GIVEN INSTRUCTION A -
Gather every line in the records below that contains the string "brown", treating uppercase and lowercase as distinct.

═══ EXTRACT ═══

Natural rights or human rights belong to the ius
gentium, the (almost) universal norms of natural law on
supposition—on the supposition of a fall from innocence and a
state of at least
potential conflict—and the more local and temporary rights
belong to the part
of natural law on supposition that applies in more special
circumstances.
So
we can
say that natural rights are natural in the sense that natural reason
will
suggest to human beings in a situation in which all, or almost all,
human
beings will find themselves, at least after the Fall, namely the
situation of
actual or likely conflict with other people, that it is useful to
recognize
such rights, and also in the sense that once the right is recognized by
the
community, natural reason suggests that people who act on the right
should not
be blamed, punished or deliberately impeded and that (in some cases)
certain
other duties should be performed by other people.

═══ MATERIAL SHOWN ═══

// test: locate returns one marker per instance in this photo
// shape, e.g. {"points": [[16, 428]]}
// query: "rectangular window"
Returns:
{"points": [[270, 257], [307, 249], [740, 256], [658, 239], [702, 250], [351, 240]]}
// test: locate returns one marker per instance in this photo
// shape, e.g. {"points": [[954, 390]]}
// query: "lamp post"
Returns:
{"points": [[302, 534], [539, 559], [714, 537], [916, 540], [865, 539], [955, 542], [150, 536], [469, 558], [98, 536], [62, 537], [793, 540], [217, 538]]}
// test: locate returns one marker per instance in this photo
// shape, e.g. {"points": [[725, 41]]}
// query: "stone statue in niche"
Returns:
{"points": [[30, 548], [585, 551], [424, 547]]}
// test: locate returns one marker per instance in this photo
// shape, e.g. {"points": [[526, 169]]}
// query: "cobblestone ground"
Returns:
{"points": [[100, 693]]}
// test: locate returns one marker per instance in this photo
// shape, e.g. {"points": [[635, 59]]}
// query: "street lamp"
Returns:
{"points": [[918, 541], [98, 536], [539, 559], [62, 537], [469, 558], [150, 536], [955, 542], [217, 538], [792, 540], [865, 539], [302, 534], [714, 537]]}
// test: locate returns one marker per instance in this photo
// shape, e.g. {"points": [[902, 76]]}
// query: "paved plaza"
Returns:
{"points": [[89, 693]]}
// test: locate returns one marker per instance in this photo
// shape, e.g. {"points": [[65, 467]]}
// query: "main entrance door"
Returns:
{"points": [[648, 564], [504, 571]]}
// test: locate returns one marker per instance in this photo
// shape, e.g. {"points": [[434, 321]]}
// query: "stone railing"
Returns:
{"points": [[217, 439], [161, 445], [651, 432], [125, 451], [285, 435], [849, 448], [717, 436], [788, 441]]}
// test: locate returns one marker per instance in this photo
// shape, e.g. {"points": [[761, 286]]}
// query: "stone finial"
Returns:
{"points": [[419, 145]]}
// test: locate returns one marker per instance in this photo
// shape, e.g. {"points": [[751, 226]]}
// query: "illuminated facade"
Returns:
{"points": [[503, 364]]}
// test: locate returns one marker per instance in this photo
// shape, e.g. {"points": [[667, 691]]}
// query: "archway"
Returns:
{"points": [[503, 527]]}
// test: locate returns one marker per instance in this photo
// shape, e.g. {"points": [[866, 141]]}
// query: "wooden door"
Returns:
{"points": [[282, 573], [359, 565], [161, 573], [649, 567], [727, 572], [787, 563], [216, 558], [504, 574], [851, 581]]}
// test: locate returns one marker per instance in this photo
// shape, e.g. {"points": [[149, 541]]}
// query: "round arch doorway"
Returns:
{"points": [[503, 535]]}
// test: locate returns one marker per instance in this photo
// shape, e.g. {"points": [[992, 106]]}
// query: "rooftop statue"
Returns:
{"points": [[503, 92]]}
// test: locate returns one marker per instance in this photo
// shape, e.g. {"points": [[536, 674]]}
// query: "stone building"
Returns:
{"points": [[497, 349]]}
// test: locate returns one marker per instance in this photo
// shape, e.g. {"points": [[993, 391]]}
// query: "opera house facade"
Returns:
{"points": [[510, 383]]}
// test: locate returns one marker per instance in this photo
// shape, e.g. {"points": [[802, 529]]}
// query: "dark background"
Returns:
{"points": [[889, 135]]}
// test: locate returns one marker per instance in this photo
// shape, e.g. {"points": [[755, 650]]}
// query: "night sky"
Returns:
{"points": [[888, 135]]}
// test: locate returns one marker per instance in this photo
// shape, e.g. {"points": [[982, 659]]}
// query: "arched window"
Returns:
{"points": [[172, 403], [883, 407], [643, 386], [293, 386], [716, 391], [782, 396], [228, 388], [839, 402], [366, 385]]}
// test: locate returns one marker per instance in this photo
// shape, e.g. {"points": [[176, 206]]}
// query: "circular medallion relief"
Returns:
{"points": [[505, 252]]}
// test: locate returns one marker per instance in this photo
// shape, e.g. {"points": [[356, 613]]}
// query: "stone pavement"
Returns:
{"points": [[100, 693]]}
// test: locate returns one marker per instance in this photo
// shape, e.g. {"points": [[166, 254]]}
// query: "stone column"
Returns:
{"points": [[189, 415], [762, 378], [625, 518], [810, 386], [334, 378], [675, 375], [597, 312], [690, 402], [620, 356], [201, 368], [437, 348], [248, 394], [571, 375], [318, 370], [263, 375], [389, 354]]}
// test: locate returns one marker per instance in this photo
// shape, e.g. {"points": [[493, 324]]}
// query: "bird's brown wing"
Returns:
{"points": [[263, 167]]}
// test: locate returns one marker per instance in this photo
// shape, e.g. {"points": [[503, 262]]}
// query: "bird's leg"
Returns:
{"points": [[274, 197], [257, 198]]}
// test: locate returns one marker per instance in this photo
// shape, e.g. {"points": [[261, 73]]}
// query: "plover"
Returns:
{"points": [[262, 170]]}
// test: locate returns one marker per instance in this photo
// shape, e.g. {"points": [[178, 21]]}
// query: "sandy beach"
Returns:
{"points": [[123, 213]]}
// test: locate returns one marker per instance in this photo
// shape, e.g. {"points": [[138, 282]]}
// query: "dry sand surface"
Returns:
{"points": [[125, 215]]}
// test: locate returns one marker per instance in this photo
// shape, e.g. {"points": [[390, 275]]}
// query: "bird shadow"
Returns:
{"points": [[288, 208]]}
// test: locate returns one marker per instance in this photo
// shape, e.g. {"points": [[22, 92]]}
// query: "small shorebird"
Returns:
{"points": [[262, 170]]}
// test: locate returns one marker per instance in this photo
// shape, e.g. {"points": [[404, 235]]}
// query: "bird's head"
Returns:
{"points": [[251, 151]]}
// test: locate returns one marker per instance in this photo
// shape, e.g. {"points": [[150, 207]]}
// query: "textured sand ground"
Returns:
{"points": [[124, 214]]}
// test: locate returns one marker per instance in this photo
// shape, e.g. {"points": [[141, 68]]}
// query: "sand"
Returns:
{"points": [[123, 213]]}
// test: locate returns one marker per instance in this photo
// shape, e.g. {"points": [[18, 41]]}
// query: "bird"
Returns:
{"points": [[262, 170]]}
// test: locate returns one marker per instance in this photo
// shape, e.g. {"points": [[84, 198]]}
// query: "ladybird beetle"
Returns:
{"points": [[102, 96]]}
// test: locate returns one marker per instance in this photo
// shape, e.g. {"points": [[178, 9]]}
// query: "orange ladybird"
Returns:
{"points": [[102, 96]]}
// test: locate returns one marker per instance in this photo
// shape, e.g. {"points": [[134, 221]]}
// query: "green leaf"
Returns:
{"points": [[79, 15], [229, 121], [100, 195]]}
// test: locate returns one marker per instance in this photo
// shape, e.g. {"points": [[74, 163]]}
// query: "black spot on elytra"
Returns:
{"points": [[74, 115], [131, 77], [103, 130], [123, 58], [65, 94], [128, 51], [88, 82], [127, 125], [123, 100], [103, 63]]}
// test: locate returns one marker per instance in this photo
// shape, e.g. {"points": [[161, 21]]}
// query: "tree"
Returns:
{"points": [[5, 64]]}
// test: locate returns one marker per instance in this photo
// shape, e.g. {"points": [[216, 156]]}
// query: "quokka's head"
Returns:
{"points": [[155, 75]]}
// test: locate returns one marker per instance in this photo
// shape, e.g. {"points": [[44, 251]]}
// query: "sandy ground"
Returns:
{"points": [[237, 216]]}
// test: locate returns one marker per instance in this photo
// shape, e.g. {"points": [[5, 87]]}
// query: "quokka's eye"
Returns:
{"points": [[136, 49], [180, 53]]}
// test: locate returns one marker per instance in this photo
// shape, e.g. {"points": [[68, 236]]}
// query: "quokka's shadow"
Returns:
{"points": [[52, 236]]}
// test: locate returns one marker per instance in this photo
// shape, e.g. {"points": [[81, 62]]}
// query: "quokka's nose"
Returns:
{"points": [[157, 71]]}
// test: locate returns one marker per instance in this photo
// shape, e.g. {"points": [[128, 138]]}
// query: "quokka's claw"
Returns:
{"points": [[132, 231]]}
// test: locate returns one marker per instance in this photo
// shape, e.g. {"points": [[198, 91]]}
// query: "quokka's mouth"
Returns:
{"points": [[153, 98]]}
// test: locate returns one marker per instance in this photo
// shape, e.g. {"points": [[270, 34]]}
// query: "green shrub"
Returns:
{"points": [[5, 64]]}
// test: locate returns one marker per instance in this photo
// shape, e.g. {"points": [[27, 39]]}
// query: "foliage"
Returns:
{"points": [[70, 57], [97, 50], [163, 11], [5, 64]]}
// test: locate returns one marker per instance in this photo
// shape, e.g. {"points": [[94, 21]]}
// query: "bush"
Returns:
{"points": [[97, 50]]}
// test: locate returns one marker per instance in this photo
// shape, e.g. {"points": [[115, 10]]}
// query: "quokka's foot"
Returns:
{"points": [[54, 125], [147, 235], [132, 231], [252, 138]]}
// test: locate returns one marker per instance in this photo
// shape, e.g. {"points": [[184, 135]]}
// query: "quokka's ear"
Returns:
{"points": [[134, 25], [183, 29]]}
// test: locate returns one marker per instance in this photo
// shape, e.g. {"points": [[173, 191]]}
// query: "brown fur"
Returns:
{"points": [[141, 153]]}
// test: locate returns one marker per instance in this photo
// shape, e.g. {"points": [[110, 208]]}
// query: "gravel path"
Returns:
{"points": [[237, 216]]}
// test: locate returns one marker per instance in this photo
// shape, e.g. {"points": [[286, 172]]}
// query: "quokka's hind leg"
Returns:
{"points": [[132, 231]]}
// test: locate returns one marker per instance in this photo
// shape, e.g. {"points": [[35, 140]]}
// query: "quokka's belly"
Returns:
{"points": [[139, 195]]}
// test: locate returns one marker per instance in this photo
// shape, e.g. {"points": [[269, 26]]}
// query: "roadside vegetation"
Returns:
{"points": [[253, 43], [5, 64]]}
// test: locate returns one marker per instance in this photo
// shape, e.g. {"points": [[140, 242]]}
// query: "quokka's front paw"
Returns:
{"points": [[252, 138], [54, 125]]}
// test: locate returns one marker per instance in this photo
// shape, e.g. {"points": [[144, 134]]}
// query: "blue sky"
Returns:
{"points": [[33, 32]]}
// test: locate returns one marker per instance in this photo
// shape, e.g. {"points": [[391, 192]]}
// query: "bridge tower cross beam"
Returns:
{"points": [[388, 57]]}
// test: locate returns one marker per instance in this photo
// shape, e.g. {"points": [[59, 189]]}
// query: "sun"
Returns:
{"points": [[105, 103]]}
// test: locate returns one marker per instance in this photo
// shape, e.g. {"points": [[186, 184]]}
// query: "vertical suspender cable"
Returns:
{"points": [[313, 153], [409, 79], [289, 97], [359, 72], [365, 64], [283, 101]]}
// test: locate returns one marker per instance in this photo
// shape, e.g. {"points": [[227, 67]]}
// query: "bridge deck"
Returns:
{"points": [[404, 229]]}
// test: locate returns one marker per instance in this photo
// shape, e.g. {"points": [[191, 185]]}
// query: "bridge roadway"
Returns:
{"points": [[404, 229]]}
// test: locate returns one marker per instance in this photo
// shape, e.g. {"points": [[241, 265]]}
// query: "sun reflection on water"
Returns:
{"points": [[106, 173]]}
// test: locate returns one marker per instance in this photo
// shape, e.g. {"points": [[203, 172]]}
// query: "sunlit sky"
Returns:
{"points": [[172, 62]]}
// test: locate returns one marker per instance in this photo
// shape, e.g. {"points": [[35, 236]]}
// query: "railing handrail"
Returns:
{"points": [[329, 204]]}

═══

GIVEN INSTRUCTION B -
Go on with the passage on natural rights above, starting after its last sentence.

RESULT A -
// query: "bird's brown wing"
// query: "brown fur"

RESULT B -
In
the rest of this paper I will criticise an argument meant to show
that the medieval conception of rights is essentially different
from
the modern
conception. The argument goes like this: The meaning of
a
concept depends on the theoretical context in which it is
used—the concept of
rights is “theory dependent”; but the medieval
concept of a right was of
something that enabled one to obey God’s law, whereas the
modern concept of a
right is a claim to self-determination--an assertion of liberty, of
sovereignty, of power to legislate
what is
good for oneself; therefore the iura
that medieval authors talk about are essentially different from the
rights
recognised in modern political thought. Some of my criticism will be
directed against points made by Brian Tierney. Tierney does not
himself subscribe to the thesis that medieval and modern rights
are
essentially different, but in arguing that they are not he emphasises
certain
themes of medieval thought in a way that (I believe) concedes too much
to those
who see rights as an expression of the right-holder’s
sovereignty.
In the 1960s
philosophers of science often emphasised that scientific facts are
“theory
dependent”. Oxygen was not discovered, it was invented.
Observations are always
answers to questions that have some theoretical perspective, not
neutral
reports on how the world is. C.S. Peirce may have been the originator
of this
line of thought, but it was popularised especially by Karl Popper and
Thomas
Kuhn.[54]
Richard Tuck’s remark that the concept of rights is theory
dependent is probably an echo of these ideas in the philosophy of
science. The
notion of theory dependence needs some theoretical context, so that we
can
understand what is supposed to be dependent, how and on what. Those who
claim
that the concept of rights is “theory dependent”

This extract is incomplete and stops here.